--- Records shown ---

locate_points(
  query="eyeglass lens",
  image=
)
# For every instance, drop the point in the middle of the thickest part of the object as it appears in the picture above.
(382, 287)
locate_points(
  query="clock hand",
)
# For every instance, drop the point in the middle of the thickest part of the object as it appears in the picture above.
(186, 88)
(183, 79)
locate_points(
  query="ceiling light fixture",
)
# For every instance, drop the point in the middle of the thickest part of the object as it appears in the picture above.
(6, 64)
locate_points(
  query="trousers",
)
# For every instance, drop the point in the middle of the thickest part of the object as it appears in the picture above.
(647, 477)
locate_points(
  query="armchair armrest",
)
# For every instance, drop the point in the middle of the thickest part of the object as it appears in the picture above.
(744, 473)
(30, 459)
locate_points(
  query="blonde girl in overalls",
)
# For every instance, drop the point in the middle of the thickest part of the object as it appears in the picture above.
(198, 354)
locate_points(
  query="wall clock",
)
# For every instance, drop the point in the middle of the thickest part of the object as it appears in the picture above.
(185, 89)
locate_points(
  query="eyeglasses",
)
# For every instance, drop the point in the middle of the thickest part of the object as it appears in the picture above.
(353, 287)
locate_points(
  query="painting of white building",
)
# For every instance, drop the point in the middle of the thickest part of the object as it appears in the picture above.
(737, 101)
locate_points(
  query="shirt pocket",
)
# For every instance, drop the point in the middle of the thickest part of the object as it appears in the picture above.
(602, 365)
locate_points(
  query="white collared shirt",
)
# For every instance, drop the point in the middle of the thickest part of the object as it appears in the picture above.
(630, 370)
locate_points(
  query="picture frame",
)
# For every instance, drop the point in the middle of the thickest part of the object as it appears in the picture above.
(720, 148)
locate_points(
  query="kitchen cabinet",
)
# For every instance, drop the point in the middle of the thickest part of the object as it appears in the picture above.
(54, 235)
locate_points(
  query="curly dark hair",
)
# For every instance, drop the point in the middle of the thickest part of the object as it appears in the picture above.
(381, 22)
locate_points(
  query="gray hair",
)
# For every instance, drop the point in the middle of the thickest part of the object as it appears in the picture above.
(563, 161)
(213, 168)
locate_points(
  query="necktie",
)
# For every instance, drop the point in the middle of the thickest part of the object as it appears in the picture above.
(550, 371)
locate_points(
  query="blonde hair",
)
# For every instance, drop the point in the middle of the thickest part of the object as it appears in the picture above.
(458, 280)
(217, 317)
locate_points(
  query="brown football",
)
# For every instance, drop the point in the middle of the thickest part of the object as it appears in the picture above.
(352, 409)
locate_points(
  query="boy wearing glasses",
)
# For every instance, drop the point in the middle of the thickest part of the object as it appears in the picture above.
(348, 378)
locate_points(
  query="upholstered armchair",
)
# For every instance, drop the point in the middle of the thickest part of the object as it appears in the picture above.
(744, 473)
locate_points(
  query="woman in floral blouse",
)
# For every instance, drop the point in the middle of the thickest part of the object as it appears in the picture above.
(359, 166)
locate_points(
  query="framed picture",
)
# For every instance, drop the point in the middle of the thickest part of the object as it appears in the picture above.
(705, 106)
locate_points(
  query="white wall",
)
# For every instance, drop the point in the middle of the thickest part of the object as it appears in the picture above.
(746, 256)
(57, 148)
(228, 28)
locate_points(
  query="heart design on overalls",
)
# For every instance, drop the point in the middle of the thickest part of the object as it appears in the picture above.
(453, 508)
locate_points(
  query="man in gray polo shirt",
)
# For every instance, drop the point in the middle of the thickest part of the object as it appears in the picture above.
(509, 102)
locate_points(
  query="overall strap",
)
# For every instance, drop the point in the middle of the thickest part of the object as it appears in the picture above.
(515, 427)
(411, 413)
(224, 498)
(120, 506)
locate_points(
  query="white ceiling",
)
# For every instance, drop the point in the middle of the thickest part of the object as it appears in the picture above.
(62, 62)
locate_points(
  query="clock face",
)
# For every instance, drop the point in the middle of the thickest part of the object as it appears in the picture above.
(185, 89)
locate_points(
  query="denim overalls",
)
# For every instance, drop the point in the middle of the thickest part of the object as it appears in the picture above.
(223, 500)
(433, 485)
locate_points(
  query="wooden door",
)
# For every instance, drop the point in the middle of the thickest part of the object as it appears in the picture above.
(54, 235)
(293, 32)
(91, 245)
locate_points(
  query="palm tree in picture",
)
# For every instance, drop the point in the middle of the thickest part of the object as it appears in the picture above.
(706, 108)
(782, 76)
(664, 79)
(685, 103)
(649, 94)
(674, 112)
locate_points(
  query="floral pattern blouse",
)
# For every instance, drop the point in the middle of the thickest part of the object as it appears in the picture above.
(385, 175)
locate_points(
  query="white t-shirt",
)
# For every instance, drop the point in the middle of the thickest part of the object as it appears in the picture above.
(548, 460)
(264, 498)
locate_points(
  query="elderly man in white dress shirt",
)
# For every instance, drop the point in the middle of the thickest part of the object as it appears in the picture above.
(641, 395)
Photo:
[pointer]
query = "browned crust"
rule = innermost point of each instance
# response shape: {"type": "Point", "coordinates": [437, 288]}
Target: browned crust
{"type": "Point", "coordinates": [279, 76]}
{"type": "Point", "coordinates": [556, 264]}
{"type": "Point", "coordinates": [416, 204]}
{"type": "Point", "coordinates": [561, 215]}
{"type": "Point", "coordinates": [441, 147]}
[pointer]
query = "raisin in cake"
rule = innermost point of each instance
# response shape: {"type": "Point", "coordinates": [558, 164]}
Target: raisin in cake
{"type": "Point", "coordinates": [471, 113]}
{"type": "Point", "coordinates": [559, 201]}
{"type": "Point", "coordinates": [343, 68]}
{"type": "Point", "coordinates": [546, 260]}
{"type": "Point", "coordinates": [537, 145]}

---

## Required work
Each entry shown above should be copied out exactly.

## Answer box
locate_points(
  query="eyeglass lens",
  image=
)
# For every instance, drop the point in the middle of the thickest part of the object as it appears in the picture above.
(382, 287)
locate_points(
  query="clock hand",
)
# For every instance, drop the point in the middle of the thickest part of the object as it appears in the picture above.
(186, 88)
(183, 79)
locate_points(
  query="ceiling light fixture",
)
# For every instance, drop the point in the middle of the thickest part of the object as it appears in the picture above.
(6, 64)
locate_points(
  query="trousers",
)
# For every instance, drop the point in the middle of the thickest part of the object as it appears in the picture above.
(647, 477)
locate_points(
  query="armchair armrest",
)
# For every instance, drop the point in the middle of the thickest part of the object as it appears in the picture above.
(744, 473)
(30, 459)
locate_points(
  query="blonde girl in overalls",
)
# For every instance, drop the point in the middle of the thickest part of the object as it appears in the picture above.
(198, 354)
locate_points(
  query="wall clock",
)
# For every instance, drop the point in the middle of the thickest part of the object as it appears in the picture above.
(185, 89)
locate_points(
  query="eyeglasses",
)
# For every instance, drop the point in the middle of the thickest part of the object as it appears in the picture above.
(353, 287)
locate_points(
  query="painting of white building",
)
# For every instance, drop the point in the middle of the thickest part of the object as it appears in the picture above.
(737, 101)
locate_points(
  query="shirt pocket",
)
# For every instance, drop the point in the middle of the thickest part of the object as it appears in the picture above.
(602, 365)
locate_points(
  query="white collared shirt",
)
# For every instance, drop the point in the middle of the thickest part of the object as it appears in the picture above.
(630, 370)
locate_points(
  query="picture frame",
)
# For every instance, drop the point in the middle of the thickest part of the object as it appears in the picture above.
(720, 148)
locate_points(
  query="kitchen cabinet",
)
# For every instance, drop the point in the middle of the thickest part of the object as it appears in the picture above.
(54, 235)
locate_points(
  query="curly dark hair",
)
# For every instance, drop the point in the middle of the thickest part of the object as it appears in the picture above.
(381, 22)
locate_points(
  query="gray hair",
)
# For every instance, drop the point in the middle of the thickest part of the object as it appears in the picture above.
(563, 161)
(213, 168)
locate_points(
  query="necktie",
)
# For every instance, drop the point in the middle of the thickest part of the object as it appears in the picture above.
(550, 371)
locate_points(
  query="blonde hair",
)
# For every instance, drop the point in the middle of the thickest part of the object as it appears in the picture above.
(458, 280)
(217, 317)
locate_points(
  query="brown football",
)
# For every instance, drop the point in the middle of the thickest part of the object as it appears in the picture above.
(352, 409)
locate_points(
  query="boy wearing glasses",
)
# For every instance, drop the point in the middle of the thickest part of the object as it appears in the picture above.
(348, 378)
locate_points(
  query="upholstered armchair",
)
# For every instance, drop the point in the middle of the thickest part of the object as it appears in the picture above.
(744, 473)
locate_points(
  query="woman in floral blouse",
)
# For every instance, drop the point in the middle of the thickest part of the object as it appears in the picture above.
(359, 166)
locate_points(
  query="framed picture",
)
# For every instance, drop the point in the middle of the thickest part of the object as it appears in the picture above.
(705, 106)
locate_points(
  query="white wall",
)
# For every instance, drop the point in the middle of the thickest part of the object as it appears in the picture above.
(746, 256)
(57, 148)
(228, 28)
locate_points(
  query="heart design on overalls",
)
# For every instance, drop the point in the middle of the thickest part of the object as it appears in the picture above.
(453, 508)
locate_points(
  query="man in gray polo shirt",
)
# For every instance, drop the point in the middle of the thickest part of the object as it appears in the picture above.
(509, 102)
locate_points(
  query="overall strap",
)
# For every instance, drop the point in the middle of the thickest part of the object as it appears in the picture above.
(515, 427)
(411, 413)
(224, 498)
(120, 506)
locate_points(
  query="white ceiling",
)
# For every instance, drop the point in the middle of the thickest part of the object as it appears in the picture above.
(62, 62)
locate_points(
  query="clock face",
)
# For every instance, drop the point in the middle of the thickest part of the object as it appears in the picture above.
(185, 89)
locate_points(
  query="denim overalls",
)
# For every instance, drop the point in the middle of the thickest part of the object as it appears in the picture above.
(223, 500)
(433, 485)
locate_points(
  query="wooden door",
)
# For every instance, drop the point in the middle of the thickest part of the object as it appears in the picture above.
(54, 235)
(293, 32)
(91, 245)
locate_points(
  query="palm tree in picture",
)
# For every instance, drop the point in the middle of the thickest part of the object as it appears in the picture above.
(706, 108)
(782, 76)
(664, 79)
(685, 103)
(649, 94)
(674, 112)
locate_points(
  query="floral pattern blouse",
)
# For every instance, drop the point in the middle of the thickest part of the object as it appears in the picture above.
(385, 175)
locate_points(
  query="white t-shirt",
)
# For every instance, drop the point in the middle of the thickest part of the object as it appears in the picture above.
(548, 460)
(264, 498)
locate_points(
  query="elderly man in white dress shirt",
)
# For every instance, drop the point in the middle of the thickest part of the object as it appears in the picture above.
(641, 395)
Photo:
[pointer]
query = "browned crust"
rule = innermost point of each instance
# response shape: {"type": "Point", "coordinates": [437, 288]}
Target: browned crust
{"type": "Point", "coordinates": [279, 76]}
{"type": "Point", "coordinates": [556, 264]}
{"type": "Point", "coordinates": [416, 204]}
{"type": "Point", "coordinates": [561, 215]}
{"type": "Point", "coordinates": [441, 147]}
[pointer]
query = "raisin in cake"
rule = innermost point of each instance
# response shape: {"type": "Point", "coordinates": [558, 164]}
Target: raisin in cake
{"type": "Point", "coordinates": [471, 113]}
{"type": "Point", "coordinates": [559, 201]}
{"type": "Point", "coordinates": [343, 68]}
{"type": "Point", "coordinates": [546, 260]}
{"type": "Point", "coordinates": [537, 145]}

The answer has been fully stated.